Record extracts:
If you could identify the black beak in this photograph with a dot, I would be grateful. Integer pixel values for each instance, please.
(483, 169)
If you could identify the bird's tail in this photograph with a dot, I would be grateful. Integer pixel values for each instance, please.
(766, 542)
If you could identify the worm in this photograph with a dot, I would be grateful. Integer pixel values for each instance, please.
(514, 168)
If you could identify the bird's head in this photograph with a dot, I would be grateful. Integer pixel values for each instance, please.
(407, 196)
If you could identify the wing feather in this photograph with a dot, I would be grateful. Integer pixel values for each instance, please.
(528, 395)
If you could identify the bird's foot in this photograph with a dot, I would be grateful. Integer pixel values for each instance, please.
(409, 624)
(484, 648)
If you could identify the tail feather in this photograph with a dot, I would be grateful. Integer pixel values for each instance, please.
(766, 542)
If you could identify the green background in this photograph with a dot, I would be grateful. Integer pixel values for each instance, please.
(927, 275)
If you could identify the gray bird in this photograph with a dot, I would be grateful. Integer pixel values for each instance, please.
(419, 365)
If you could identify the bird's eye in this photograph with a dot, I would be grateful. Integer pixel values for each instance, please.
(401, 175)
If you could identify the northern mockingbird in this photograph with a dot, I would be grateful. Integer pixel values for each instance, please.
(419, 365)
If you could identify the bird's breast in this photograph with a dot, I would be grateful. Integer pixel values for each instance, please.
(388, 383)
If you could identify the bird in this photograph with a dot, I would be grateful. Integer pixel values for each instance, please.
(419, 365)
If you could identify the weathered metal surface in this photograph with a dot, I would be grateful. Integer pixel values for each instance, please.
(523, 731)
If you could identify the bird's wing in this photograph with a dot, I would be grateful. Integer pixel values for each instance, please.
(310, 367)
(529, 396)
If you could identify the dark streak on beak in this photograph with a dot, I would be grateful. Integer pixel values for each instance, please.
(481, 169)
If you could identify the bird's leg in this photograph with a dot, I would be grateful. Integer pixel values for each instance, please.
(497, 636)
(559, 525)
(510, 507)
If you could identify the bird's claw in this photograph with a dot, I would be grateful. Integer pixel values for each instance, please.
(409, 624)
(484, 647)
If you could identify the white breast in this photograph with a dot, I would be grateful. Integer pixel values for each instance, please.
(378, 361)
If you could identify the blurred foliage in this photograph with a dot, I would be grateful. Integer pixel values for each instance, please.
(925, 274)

Problem to solve:
Your reply must repeat the entries above exactly and in full.

Output below:
If you could identify the black beak in this photograph with a dot, I would be grateful. Integer pixel values for each instance, please.
(483, 169)
If you could identify the bird's tail in this photograph with a dot, I would be grateful. Integer pixel values for each instance, please.
(766, 542)
If you could identify the worm in this photograph with a dot, I would be grateful. Integer pixel values for each instance, please.
(514, 168)
If you could identify the bird's head in this photograph with a dot, I would be grateful. Integer pixel values for each instance, please.
(407, 196)
If you could identify the wing feather in this photograph with a dot, I would be grateful. Integer pixel values for each instance, please.
(528, 395)
If you could identify the bird's foot in this photograph with a dot, I would be grateful. Integer pixel values for each instance, please.
(409, 624)
(484, 648)
If you could identify the tail feather in this photograph with a dot, I would be grateful. Integer pixel values for each instance, please.
(766, 542)
If you could identify the green background in this photograph with a dot, I would be grateful. Integer pixel values for each instance, please.
(927, 275)
If you could identify the gray bird in this photograph with a dot, I would be grateful. Integer pixel values for each instance, please.
(419, 365)
If you could identify the bird's eye in this photograph with a dot, I would be grateful. Integer pixel values for each instance, please.
(401, 175)
If you could identify the northern mockingbird in this photograph with a dot, I would be grateful. Integer pixel values for each instance, please.
(419, 365)
If you could identify the bird's breast in this photograph with a dot, I would be grateful. Integer pixel values for each instance, please.
(388, 383)
If you could identify the bird in this photograph with a dot, I would be grateful. Integer pixel values for each instance, please.
(419, 365)
If you could identify the weathered metal surface in this photograph with a dot, I would be grateful. Integer pixel values for each instance, please.
(523, 731)
If you could identify the bird's wing in this photograph with a dot, I would be grateful. Integer pixel values for each instance, please.
(310, 367)
(529, 396)
If you could identify the dark streak on beak in this photograph with a dot, I would be grateful. Integer pixel values for each instance, please.
(481, 169)
If you could identify the bird's leg in this photograph with a dot, I would be grateful. Integer pixel values for each instance, please.
(497, 636)
(559, 525)
(510, 507)
If you could identify the bird's claw in this photograph with a dot, I would be grateful. Integer pixel values for each instance, please.
(409, 624)
(484, 647)
If you could identify the white breast in this photograph with a dot, I would be grateful. Integer pixel values for each instance, please.
(378, 361)
If you could identify the blurred foliage in this photograph with a dot, I would be grateful. Integer pixel values for each instance, please.
(925, 274)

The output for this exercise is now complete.